[DATASET CONTENT]
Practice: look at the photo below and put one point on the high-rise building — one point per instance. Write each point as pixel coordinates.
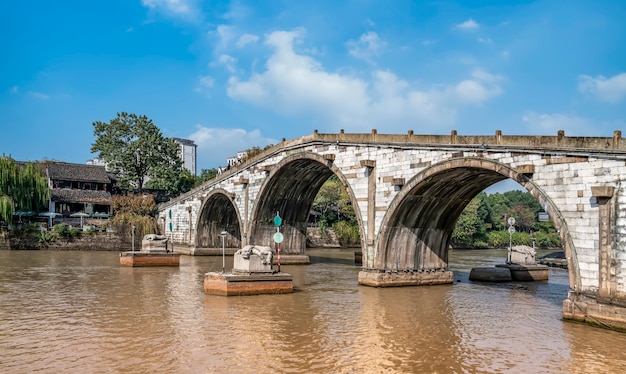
(188, 154)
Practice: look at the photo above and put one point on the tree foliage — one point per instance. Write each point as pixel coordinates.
(134, 210)
(142, 205)
(135, 150)
(23, 187)
(483, 222)
(336, 211)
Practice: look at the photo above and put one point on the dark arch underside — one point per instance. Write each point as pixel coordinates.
(290, 192)
(218, 214)
(417, 235)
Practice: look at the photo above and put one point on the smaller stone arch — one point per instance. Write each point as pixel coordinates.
(416, 230)
(217, 213)
(290, 189)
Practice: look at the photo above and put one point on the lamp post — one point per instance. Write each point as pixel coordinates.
(132, 238)
(223, 235)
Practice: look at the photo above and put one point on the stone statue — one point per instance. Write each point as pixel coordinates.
(154, 243)
(155, 237)
(253, 259)
(523, 254)
(265, 253)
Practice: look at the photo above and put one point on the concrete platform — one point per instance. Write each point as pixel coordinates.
(377, 278)
(527, 273)
(242, 284)
(149, 259)
(491, 274)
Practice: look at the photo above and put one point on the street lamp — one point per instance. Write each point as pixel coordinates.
(132, 237)
(223, 235)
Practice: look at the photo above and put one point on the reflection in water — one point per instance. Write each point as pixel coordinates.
(82, 312)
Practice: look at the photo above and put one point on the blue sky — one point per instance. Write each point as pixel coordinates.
(235, 74)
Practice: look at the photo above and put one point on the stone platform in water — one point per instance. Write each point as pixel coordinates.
(527, 272)
(510, 272)
(244, 284)
(149, 258)
(491, 274)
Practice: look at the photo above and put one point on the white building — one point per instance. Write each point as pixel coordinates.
(188, 154)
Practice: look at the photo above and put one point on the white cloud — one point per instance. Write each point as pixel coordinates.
(177, 8)
(225, 34)
(297, 84)
(368, 46)
(206, 82)
(470, 24)
(215, 145)
(39, 95)
(229, 62)
(550, 124)
(610, 90)
(246, 39)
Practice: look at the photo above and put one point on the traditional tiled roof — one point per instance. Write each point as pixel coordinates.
(77, 172)
(68, 195)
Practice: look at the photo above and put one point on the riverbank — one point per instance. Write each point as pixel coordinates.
(97, 241)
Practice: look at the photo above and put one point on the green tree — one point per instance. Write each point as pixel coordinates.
(21, 186)
(207, 175)
(469, 227)
(134, 150)
(327, 200)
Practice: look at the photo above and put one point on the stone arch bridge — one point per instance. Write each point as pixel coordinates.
(408, 191)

[WHAT IS REQUIRED] Print each line above exactly as it appears, excluding all images.

[ANSWER TO THIS EXERCISE]
Practice: look at the photo below and put one point on the high-rise building — one point per instance. Write each point as pixel coordinates.
(188, 154)
Practice: look at the photo above and put one point on the tree foliage — one point per instance. Write each point as pixel coordinates.
(134, 210)
(142, 205)
(135, 150)
(23, 187)
(483, 222)
(336, 211)
Practice: look at the photo above and put one point on the dark arch underside — one point per instance. Write each point as pixel coordinates.
(290, 192)
(218, 214)
(417, 235)
Practice: look at the photo above and put one point on the smaller stone arch — one point per instance. Write each point as pixel coordinates.
(416, 230)
(217, 213)
(290, 189)
Practice: look at the photo above and put one point on the lamp post — one point per instance. Write each point as pixel coordinates.
(132, 238)
(223, 235)
Practice: look at the photo above and put one point on the stone statue — one point per instance. Write each point as pixel coordinates.
(154, 243)
(155, 237)
(253, 259)
(523, 254)
(265, 253)
Practice: look at the photo above and put one point on the concrete platform — one point per instance. Write each point as pixel coordinates.
(377, 278)
(527, 273)
(242, 284)
(149, 259)
(491, 274)
Practice: look at the photo above and put one point on the street lamp — one point per instance. Write each point as pixel coordinates.
(132, 237)
(223, 235)
Practice: look at the photo above and put one point on the reflection in water — one point per instance. Write each point as pixel coordinates.
(82, 312)
Practice: look at the photo above and put one point on the blue sky — one point per instance. Write each point as pixel coordinates.
(235, 74)
Practice: look at the photo above and put one point on the stone platform in water — one point per instance. Write each point as pixel coordinates.
(527, 272)
(510, 272)
(244, 284)
(149, 258)
(491, 274)
Practice: look at the photo above and put one point on the white building — one point per instance. Write each point as pixel coordinates.
(188, 154)
Practice: look at the photo above and put one point on the white cloud — one point per instance. Write each point as pixel coordinates.
(177, 8)
(225, 34)
(297, 84)
(368, 46)
(206, 82)
(470, 24)
(215, 145)
(39, 95)
(229, 62)
(550, 124)
(610, 90)
(246, 39)
Practice: look at the photo above and put one point on the traditional tiled roof — one point per instance. Write each point as pixel coordinates.
(77, 172)
(68, 195)
Practice: look at the photo above and put one point on the riverbank — one point per instance. Write each point as pixel coordinates.
(97, 241)
Practice: look at the photo above and put one point on the green tree — one point per instance. Write each point as pixel coordinates.
(21, 186)
(207, 175)
(469, 227)
(134, 150)
(327, 200)
Practice: look at the photo above and put one point on the stone arch bridge — one point per instance. Write each point as pixel coordinates.
(408, 191)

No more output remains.